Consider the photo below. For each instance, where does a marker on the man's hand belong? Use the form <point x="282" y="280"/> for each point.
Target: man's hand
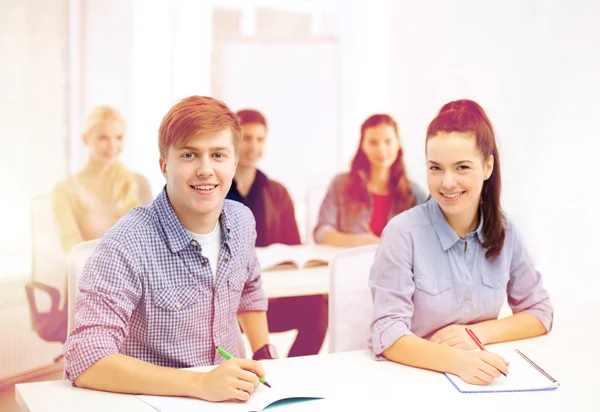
<point x="232" y="379"/>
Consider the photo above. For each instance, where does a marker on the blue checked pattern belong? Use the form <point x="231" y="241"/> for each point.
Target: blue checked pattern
<point x="148" y="292"/>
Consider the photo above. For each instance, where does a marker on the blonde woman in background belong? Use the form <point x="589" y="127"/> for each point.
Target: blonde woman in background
<point x="88" y="203"/>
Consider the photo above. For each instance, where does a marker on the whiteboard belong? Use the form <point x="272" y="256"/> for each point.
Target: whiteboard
<point x="295" y="85"/>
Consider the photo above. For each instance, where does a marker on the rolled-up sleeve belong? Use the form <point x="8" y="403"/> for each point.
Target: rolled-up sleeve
<point x="109" y="290"/>
<point x="253" y="296"/>
<point x="392" y="287"/>
<point x="328" y="214"/>
<point x="525" y="289"/>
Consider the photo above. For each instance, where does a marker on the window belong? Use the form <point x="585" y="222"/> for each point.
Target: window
<point x="33" y="119"/>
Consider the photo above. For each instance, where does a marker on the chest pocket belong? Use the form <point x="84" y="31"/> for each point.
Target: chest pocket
<point x="496" y="280"/>
<point x="493" y="290"/>
<point x="432" y="286"/>
<point x="176" y="312"/>
<point x="236" y="282"/>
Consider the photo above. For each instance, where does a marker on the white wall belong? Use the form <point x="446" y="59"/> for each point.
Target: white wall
<point x="531" y="64"/>
<point x="151" y="55"/>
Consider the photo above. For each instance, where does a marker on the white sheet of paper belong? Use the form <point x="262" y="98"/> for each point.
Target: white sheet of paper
<point x="521" y="377"/>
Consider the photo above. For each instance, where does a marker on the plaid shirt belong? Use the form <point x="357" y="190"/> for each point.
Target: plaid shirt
<point x="148" y="292"/>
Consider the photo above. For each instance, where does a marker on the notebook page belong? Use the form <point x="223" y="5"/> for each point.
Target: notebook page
<point x="521" y="377"/>
<point x="262" y="397"/>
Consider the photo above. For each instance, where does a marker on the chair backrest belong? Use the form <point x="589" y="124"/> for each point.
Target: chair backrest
<point x="77" y="258"/>
<point x="350" y="302"/>
<point x="314" y="199"/>
<point x="49" y="262"/>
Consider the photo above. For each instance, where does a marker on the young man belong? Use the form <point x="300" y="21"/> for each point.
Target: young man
<point x="170" y="281"/>
<point x="276" y="223"/>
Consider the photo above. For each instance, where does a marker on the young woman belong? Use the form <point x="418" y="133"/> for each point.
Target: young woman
<point x="359" y="204"/>
<point x="452" y="261"/>
<point x="87" y="204"/>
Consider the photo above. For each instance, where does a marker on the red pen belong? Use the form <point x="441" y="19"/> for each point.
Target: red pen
<point x="478" y="342"/>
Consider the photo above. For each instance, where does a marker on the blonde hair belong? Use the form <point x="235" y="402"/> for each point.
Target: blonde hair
<point x="122" y="188"/>
<point x="99" y="115"/>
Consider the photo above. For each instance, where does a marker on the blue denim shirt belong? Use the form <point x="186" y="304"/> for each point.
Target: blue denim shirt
<point x="336" y="212"/>
<point x="425" y="277"/>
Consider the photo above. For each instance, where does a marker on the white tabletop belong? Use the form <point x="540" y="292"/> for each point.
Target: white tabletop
<point x="296" y="282"/>
<point x="355" y="381"/>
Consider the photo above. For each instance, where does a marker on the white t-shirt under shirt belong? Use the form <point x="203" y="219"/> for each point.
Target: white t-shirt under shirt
<point x="211" y="245"/>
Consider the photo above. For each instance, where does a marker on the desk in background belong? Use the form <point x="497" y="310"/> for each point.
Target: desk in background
<point x="296" y="282"/>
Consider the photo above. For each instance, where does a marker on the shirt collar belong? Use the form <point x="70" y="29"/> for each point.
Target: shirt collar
<point x="177" y="237"/>
<point x="445" y="233"/>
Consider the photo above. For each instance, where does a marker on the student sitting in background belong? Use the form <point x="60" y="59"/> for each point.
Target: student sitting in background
<point x="87" y="204"/>
<point x="359" y="204"/>
<point x="276" y="223"/>
<point x="170" y="281"/>
<point x="452" y="261"/>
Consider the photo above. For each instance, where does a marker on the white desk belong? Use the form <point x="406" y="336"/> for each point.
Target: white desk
<point x="354" y="381"/>
<point x="296" y="282"/>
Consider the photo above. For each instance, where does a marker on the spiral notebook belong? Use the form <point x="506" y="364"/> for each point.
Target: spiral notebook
<point x="524" y="375"/>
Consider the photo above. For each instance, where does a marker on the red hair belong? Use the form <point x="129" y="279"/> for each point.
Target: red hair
<point x="196" y="115"/>
<point x="466" y="116"/>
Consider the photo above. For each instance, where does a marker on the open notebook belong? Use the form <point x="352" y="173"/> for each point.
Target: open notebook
<point x="260" y="399"/>
<point x="280" y="256"/>
<point x="523" y="375"/>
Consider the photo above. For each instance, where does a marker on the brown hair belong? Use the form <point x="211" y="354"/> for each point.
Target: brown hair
<point x="403" y="195"/>
<point x="194" y="115"/>
<point x="246" y="116"/>
<point x="466" y="116"/>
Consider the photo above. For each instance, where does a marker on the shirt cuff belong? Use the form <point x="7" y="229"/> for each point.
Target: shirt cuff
<point x="384" y="336"/>
<point x="322" y="231"/>
<point x="80" y="356"/>
<point x="544" y="312"/>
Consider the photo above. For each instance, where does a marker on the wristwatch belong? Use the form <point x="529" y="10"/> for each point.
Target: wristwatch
<point x="266" y="352"/>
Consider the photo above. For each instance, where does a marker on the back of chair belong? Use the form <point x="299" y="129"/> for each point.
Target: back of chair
<point x="77" y="258"/>
<point x="49" y="262"/>
<point x="350" y="302"/>
<point x="314" y="198"/>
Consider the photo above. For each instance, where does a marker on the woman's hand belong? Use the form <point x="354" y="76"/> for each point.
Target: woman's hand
<point x="455" y="336"/>
<point x="480" y="367"/>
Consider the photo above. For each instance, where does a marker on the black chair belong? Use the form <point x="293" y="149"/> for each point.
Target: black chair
<point x="50" y="326"/>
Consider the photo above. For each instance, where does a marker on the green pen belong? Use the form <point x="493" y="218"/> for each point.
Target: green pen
<point x="226" y="355"/>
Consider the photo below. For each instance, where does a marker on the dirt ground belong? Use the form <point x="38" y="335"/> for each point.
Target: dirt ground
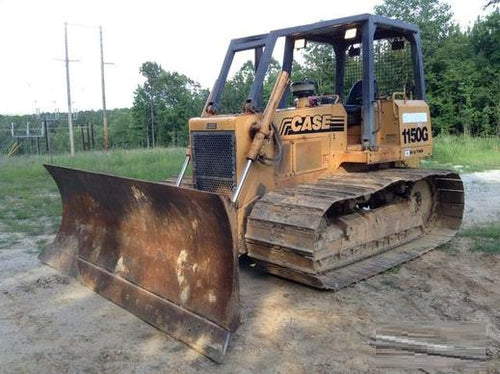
<point x="51" y="324"/>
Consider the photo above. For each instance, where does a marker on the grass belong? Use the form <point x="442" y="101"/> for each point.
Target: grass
<point x="30" y="203"/>
<point x="486" y="238"/>
<point x="465" y="153"/>
<point x="29" y="199"/>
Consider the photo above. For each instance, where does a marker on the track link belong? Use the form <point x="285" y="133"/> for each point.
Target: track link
<point x="346" y="227"/>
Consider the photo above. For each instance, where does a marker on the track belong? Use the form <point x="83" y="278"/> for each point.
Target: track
<point x="346" y="227"/>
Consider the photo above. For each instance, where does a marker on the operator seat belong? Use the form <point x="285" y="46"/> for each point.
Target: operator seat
<point x="354" y="103"/>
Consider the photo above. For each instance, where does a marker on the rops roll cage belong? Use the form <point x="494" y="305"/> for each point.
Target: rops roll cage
<point x="369" y="28"/>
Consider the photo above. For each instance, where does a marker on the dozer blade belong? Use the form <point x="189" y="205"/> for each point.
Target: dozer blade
<point x="164" y="253"/>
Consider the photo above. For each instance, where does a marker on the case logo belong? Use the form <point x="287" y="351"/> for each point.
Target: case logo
<point x="311" y="124"/>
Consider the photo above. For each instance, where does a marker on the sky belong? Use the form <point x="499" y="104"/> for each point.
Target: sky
<point x="190" y="37"/>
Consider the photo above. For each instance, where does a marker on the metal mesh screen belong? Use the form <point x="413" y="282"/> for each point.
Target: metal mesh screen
<point x="393" y="68"/>
<point x="214" y="161"/>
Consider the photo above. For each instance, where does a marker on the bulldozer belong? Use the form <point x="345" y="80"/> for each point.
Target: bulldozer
<point x="320" y="188"/>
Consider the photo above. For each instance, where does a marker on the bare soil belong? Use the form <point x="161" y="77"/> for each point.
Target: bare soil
<point x="51" y="324"/>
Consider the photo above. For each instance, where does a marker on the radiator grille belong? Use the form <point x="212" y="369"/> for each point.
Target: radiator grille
<point x="214" y="161"/>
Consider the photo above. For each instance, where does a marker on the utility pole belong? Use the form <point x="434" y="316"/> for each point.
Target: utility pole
<point x="70" y="114"/>
<point x="104" y="114"/>
<point x="152" y="121"/>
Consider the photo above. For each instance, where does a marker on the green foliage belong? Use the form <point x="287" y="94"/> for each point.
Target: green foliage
<point x="465" y="153"/>
<point x="434" y="17"/>
<point x="29" y="198"/>
<point x="163" y="105"/>
<point x="486" y="238"/>
<point x="462" y="68"/>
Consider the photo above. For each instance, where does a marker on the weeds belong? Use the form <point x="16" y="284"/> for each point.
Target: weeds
<point x="29" y="200"/>
<point x="465" y="153"/>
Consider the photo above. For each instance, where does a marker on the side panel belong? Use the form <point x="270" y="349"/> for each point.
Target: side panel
<point x="414" y="129"/>
<point x="313" y="138"/>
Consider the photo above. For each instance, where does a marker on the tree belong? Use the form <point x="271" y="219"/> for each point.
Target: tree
<point x="434" y="17"/>
<point x="164" y="104"/>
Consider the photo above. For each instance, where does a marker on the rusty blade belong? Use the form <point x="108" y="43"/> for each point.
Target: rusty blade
<point x="163" y="253"/>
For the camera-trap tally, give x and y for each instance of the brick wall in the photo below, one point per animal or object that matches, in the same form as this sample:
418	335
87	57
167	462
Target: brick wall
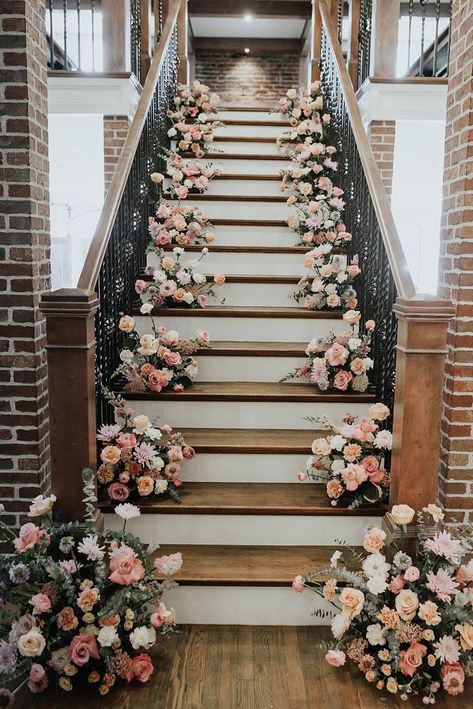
382	135
115	131
248	80
24	252
456	272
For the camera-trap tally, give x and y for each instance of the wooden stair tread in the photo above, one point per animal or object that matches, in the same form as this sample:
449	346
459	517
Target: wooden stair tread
251	440
253	391
248	498
243	311
255	349
229	565
229	198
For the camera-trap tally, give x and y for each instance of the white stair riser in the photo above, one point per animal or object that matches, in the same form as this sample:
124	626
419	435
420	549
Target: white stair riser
244	329
246	605
242	530
246	369
245	467
261	131
278	264
240	210
242	414
245	167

__________

Task to complete: Copy the final portion of the records: every line from the one containing "on the utility" through the last, word for word, without pictures.

Solution below:
Consider the photo above. For each instance, where does a marker on the utility pole belong? Use the form <point x="434" y="316"/> for each point.
Target: utility pole
<point x="70" y="114"/>
<point x="104" y="114"/>
<point x="152" y="121"/>
Consider the photo above. For each instance, where does a marker on the green foliage belong? Use the form <point x="287" y="94"/> for each point.
Target: green foliage
<point x="465" y="153"/>
<point x="434" y="17"/>
<point x="29" y="198"/>
<point x="163" y="105"/>
<point x="486" y="238"/>
<point x="462" y="68"/>
Consider the photo above. For each instance, where does a marker on the weeds belong? Use the form <point x="16" y="284"/> for each point.
Target: weeds
<point x="29" y="200"/>
<point x="465" y="153"/>
Consider the photo above. For each instance, where does a marker on the side panel belong? Use the form <point x="270" y="349"/> for each point.
Target: side panel
<point x="414" y="129"/>
<point x="313" y="138"/>
Consider the photo above. For each instance, where does a marker on the tree belong? Use the form <point x="271" y="219"/> for each point.
Target: tree
<point x="434" y="17"/>
<point x="164" y="104"/>
Consider the photo above. For each instance, where does a marker on the rusty blade belong? Use the form <point x="108" y="43"/> for each point.
Target: rusty blade
<point x="163" y="253"/>
For the camera-trap tally, give x and y for each instance of the brick wall in the photo below, one point per animal or object that matches, in the same form as this sample:
418	335
87	57
167	462
Target: brick wall
382	135
115	131
248	80
24	252
456	272
For the camera-trap tally, give x and y for each instance of the wooden stair tread in the photo above, one point per animal or object that matches, in the same form as this sample:
449	346
459	517
Target: wooden stair tread
251	440
253	391
248	498
243	311
255	349
229	565
229	198
For the camera-trap tally, give x and y for each instance of the white stair riser in the photo above, one point per animal or object that matches, in the same form as this sample:
124	626
419	435
420	549
Target: white stair riser
244	329
246	605
242	530
246	369
245	467
261	131
278	264
240	210
242	414
245	167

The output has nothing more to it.